## start MATERIAL TO PROCESS
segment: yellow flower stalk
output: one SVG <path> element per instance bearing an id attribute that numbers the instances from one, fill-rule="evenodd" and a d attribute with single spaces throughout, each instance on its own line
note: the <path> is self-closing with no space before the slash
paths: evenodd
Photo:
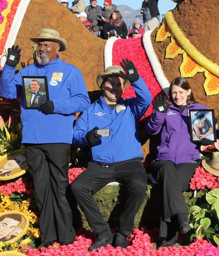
## end MATERIAL TO PROCESS
▸ REQUEST
Copy out every text line of the material above word for word, in the same order. Leave the picture out.

▸ TASK OUTPUT
segment: yellow flower stalk
output: one SVG <path> element per instance bearing an id attribute that numbers the instances from one, fill-rule="evenodd" and a d attribute with single spaces throughout, each instance on its own line
note: the <path> is self-closing with no space before the slash
paths: evenodd
Photo:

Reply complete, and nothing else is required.